> [SET EXERCISE]: Repeat the records below word for word, but start at the line that contains "Objective — one point per instance of the terraced", stop after the last line, and include nothing else.

> [RECORDS]:
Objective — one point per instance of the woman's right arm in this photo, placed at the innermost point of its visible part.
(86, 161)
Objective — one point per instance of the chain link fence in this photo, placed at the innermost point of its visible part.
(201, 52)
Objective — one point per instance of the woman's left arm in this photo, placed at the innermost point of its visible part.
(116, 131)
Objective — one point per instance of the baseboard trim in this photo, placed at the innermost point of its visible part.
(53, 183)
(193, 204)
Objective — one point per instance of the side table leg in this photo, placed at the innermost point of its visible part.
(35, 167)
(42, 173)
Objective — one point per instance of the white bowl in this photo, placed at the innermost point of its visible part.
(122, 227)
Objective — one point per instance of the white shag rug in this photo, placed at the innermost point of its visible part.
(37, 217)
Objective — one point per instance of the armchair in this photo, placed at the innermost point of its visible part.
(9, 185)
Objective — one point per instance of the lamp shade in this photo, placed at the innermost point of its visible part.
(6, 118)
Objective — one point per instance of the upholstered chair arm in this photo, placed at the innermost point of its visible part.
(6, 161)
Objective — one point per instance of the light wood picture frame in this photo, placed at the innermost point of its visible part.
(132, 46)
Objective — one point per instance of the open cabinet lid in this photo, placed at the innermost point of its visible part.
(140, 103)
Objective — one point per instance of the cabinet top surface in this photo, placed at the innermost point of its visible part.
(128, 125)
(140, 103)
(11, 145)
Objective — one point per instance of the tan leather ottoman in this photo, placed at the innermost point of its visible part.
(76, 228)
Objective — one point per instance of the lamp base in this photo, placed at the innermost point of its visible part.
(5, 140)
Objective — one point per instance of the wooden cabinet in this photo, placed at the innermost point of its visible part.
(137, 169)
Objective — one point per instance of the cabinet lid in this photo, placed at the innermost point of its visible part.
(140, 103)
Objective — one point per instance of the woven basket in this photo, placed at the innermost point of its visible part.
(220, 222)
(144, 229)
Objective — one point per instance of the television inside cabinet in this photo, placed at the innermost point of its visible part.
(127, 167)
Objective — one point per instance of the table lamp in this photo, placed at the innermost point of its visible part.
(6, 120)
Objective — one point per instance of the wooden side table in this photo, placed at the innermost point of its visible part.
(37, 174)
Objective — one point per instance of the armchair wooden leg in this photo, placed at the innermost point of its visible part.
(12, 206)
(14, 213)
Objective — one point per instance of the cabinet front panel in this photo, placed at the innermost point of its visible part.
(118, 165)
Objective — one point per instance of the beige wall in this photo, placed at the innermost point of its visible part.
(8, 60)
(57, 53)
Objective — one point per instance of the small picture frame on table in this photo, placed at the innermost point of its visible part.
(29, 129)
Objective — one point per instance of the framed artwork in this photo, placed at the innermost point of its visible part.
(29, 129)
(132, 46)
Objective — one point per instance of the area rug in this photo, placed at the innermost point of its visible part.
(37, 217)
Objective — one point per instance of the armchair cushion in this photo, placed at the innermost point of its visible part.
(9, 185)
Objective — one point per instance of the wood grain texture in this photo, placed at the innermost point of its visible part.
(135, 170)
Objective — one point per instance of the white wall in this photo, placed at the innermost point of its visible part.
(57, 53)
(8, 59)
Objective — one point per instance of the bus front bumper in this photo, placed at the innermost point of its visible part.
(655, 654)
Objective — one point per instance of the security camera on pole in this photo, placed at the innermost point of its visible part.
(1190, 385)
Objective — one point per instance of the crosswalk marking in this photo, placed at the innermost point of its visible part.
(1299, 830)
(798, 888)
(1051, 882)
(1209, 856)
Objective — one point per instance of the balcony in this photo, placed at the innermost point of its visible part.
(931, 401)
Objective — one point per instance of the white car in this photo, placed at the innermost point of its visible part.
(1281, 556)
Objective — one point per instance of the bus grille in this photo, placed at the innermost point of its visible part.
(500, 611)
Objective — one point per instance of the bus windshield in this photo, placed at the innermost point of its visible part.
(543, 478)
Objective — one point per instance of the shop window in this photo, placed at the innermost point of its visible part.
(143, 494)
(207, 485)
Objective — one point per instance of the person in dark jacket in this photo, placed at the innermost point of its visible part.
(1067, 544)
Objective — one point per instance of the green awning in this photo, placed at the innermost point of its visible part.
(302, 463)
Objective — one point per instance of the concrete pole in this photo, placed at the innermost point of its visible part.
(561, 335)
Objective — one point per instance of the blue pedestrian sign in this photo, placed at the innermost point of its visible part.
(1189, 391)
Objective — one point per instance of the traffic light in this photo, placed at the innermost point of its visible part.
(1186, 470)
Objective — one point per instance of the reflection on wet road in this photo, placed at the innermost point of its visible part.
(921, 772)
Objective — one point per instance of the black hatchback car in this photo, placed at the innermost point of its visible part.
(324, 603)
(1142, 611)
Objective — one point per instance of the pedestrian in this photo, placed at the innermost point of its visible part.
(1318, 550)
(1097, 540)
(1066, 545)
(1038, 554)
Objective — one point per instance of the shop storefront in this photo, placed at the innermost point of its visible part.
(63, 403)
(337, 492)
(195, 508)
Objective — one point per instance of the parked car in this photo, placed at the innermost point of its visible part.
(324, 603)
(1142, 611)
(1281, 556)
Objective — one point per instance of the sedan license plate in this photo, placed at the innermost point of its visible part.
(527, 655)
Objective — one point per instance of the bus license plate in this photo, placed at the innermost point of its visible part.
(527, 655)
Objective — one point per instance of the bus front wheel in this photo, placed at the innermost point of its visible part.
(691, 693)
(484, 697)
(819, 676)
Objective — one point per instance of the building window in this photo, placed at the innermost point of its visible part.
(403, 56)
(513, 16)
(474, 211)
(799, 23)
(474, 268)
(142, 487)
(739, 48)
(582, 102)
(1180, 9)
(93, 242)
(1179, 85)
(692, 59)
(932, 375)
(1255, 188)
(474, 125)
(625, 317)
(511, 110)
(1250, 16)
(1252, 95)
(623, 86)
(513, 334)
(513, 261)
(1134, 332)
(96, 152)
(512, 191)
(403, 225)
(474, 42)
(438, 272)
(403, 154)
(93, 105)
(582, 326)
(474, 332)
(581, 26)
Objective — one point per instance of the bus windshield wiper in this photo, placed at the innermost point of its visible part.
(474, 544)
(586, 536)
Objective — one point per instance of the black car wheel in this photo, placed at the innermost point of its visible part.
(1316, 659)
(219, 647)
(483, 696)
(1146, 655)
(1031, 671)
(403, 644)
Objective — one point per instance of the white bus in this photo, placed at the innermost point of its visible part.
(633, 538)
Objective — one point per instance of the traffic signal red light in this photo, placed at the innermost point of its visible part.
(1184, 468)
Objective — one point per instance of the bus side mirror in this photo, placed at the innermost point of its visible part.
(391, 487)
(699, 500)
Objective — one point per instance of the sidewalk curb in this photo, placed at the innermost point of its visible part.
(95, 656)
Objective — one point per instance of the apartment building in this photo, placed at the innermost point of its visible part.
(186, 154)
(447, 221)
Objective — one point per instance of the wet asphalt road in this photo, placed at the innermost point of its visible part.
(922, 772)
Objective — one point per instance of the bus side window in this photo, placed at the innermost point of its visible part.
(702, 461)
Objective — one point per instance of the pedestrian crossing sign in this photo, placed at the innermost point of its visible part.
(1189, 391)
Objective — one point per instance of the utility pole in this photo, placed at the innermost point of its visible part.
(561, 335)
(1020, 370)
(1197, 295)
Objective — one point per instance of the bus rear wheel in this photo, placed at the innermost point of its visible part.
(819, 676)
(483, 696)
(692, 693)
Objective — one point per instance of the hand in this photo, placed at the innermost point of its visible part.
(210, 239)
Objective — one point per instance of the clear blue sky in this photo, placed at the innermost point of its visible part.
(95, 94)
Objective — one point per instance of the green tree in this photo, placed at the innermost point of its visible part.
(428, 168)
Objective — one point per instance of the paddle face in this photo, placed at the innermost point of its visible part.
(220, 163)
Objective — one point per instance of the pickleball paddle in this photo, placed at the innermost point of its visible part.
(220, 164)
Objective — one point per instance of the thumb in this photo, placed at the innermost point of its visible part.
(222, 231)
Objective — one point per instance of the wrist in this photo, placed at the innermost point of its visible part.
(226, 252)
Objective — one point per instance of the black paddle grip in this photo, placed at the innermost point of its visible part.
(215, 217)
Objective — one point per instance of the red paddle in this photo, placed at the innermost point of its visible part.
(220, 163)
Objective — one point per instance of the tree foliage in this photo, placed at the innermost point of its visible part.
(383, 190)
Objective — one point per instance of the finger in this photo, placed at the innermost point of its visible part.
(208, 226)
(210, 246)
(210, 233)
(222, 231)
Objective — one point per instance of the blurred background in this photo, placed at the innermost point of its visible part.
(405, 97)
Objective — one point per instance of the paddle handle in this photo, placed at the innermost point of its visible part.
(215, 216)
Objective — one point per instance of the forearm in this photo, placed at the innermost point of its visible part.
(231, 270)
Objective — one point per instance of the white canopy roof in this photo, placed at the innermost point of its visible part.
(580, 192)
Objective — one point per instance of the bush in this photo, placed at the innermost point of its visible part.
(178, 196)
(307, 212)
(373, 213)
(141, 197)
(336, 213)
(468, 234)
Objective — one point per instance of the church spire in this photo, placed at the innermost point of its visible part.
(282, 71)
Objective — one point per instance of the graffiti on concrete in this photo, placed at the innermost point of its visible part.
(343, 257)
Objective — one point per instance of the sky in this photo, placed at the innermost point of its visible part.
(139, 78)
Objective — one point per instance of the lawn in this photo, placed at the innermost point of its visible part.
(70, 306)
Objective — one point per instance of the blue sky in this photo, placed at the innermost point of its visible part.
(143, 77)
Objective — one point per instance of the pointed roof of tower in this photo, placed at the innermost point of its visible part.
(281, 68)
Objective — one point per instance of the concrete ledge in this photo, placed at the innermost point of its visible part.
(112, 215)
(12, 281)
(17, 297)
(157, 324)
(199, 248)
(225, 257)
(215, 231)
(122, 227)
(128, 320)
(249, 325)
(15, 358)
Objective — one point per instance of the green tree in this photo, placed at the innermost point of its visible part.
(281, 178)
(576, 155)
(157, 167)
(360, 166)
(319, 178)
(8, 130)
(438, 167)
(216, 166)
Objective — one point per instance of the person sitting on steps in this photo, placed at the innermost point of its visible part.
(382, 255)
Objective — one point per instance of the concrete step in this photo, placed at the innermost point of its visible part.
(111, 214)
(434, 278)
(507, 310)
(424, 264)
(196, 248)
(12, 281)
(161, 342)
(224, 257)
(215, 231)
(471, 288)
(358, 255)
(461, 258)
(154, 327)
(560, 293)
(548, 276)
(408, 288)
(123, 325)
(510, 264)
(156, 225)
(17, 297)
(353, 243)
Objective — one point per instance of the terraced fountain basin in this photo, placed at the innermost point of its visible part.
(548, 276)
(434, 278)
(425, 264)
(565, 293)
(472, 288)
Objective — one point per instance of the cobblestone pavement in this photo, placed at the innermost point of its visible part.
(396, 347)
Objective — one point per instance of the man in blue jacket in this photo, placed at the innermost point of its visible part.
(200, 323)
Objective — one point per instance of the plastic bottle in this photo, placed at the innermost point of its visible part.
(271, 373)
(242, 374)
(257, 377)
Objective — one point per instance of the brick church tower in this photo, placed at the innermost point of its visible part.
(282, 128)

> [EXERCISE RESPONSE]:
Objective — one point per instance of the terraced fountain basin in this photo, placed at the innermost point of its visible part.
(548, 276)
(434, 278)
(425, 264)
(565, 293)
(472, 288)
Objective — one point per instance of the cobblestone pavement in this photo, placed at the innermost point of its visible part.
(396, 347)
Objective — one point per instance of the man in blue jacket in this photo, placed at the innermost point of its visible part.
(200, 323)
Objective — one point per instance of the plastic bottle in this photo, placed at the innermost point of its visible part.
(271, 373)
(242, 374)
(257, 377)
Objective — one point per instance of the brick church tower in this photo, placed at the innermost point of its visible part.
(282, 128)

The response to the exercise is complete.